■ **Records**:
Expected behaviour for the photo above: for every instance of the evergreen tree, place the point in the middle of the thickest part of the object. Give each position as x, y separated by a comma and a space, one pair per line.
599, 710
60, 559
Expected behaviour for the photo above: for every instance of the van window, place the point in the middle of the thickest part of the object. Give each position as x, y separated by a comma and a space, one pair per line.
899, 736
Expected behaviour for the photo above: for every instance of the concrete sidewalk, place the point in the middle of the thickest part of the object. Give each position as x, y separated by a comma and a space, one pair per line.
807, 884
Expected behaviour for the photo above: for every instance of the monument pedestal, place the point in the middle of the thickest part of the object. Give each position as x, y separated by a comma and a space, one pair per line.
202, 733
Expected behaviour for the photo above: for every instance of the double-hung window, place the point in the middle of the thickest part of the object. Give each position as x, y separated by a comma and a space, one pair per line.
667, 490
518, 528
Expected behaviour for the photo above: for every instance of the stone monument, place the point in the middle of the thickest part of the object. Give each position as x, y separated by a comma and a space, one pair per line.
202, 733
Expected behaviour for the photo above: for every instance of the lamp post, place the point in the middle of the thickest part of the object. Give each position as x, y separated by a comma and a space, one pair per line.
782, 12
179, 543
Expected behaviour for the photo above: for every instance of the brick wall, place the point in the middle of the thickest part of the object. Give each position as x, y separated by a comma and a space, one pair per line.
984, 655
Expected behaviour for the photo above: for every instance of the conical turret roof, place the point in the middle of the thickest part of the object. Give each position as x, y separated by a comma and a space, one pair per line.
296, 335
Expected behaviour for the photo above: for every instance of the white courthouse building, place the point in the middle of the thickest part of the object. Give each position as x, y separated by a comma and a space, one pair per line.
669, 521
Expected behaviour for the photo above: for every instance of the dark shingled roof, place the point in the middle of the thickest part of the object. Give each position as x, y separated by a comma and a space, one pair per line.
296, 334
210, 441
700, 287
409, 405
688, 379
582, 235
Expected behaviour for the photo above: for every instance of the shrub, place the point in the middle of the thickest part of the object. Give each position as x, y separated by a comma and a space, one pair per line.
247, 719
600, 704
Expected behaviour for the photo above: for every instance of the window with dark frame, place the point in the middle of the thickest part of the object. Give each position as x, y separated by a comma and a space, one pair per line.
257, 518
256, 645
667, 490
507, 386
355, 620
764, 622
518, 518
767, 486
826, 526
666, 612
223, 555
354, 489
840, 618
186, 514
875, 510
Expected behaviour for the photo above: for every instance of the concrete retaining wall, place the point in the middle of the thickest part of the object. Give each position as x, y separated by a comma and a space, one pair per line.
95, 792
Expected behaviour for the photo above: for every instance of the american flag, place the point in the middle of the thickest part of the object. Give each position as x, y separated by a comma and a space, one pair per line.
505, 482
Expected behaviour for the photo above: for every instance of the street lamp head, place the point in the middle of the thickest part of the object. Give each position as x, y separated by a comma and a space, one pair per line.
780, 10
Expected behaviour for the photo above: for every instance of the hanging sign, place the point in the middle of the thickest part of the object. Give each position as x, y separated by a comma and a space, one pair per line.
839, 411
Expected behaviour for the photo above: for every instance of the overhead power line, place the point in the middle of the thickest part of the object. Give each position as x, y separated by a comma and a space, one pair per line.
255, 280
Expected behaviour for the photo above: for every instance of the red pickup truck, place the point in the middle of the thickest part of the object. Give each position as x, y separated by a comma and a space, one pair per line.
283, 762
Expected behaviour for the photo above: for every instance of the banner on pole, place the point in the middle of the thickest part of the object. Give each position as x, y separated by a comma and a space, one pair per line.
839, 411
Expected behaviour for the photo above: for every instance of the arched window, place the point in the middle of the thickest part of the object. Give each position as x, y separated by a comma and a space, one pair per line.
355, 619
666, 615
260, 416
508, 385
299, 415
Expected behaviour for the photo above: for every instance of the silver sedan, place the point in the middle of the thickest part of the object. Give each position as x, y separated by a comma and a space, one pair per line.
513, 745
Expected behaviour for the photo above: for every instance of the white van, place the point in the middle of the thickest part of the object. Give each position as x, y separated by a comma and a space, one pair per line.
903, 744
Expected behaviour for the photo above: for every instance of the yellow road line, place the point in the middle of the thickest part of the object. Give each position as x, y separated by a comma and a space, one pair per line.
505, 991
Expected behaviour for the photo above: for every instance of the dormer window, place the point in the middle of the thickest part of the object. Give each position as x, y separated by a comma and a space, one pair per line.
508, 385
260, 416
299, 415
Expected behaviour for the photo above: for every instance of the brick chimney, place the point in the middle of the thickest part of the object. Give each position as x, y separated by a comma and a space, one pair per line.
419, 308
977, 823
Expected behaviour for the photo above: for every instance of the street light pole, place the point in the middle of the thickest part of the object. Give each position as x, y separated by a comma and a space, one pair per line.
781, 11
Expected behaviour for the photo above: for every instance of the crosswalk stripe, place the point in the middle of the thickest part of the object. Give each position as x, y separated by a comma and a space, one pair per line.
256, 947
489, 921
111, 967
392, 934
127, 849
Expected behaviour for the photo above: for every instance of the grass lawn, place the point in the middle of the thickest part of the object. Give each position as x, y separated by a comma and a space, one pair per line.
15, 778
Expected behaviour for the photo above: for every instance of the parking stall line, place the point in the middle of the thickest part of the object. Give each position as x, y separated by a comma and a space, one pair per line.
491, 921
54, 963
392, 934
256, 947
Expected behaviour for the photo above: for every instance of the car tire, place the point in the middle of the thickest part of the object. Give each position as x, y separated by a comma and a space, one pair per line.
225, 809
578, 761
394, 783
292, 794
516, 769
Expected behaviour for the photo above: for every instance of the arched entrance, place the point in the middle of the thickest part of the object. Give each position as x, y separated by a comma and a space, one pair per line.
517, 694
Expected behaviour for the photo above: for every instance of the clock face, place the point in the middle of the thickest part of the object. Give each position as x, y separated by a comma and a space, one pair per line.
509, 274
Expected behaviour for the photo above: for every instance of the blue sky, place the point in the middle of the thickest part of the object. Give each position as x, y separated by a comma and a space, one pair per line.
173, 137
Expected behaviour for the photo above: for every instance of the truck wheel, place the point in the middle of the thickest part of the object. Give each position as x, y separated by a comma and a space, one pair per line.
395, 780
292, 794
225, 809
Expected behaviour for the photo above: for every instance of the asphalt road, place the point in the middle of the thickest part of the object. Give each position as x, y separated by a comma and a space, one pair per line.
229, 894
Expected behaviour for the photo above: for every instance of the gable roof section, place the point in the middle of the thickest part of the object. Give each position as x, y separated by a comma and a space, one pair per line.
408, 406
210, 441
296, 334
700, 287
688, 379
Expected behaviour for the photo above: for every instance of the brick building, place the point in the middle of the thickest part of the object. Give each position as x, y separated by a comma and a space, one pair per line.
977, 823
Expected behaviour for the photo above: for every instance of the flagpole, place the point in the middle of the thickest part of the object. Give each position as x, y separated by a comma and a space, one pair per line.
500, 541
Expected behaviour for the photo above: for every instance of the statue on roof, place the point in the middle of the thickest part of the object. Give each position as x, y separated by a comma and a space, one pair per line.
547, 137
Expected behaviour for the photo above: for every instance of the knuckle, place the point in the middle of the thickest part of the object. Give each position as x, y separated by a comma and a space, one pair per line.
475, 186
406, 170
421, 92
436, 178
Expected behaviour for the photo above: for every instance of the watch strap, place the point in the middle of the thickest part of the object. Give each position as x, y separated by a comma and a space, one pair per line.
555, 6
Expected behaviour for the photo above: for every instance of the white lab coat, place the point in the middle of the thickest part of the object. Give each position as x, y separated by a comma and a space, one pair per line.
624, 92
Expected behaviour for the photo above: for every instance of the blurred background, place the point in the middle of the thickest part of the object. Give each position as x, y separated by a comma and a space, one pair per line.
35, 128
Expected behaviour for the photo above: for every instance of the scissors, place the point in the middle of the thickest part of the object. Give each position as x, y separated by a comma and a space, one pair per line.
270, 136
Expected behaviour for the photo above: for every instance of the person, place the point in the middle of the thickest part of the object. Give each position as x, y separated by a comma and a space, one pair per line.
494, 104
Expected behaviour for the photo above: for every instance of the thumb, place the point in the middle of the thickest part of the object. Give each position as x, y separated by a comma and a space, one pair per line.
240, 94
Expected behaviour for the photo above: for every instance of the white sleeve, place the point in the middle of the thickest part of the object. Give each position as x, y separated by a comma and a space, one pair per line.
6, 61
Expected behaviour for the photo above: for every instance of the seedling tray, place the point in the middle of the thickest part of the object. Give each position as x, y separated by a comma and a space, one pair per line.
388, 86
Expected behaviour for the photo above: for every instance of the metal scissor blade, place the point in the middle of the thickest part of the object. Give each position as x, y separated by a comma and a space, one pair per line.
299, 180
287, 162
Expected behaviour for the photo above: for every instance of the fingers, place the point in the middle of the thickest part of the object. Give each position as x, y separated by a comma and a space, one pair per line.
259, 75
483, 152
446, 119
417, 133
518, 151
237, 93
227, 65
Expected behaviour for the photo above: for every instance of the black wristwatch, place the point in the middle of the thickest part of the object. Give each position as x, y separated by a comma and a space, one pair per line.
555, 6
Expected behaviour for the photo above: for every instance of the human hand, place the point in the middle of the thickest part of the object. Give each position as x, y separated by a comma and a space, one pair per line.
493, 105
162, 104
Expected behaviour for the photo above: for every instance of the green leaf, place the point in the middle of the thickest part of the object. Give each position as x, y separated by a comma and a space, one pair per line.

■ **What you should do**: Repeat exactly the lines from the line containing "of the black" through the last line of the records above, including both, and nothing else.

■ **Answer to the problem**:
Expected behaviour for the photo above: for every instance of the black wristwatch, place the point in the middle of the thickest part of the object. Give each position as x, y separated by a comma and a space, one pair per line.
555, 6
Expected behaviour for the photo above: for every instance of the human hand, place the point in the middle of the thickest part of the object. Give each position as x, y separated by a comma and a space, one pair per line.
493, 105
162, 104
Expected behaviour for the photo above: for every instance of the green leaf, place the point in the middle of the thickest part of the object. Give each position as x, y separated by a comma and a space, one pair per line.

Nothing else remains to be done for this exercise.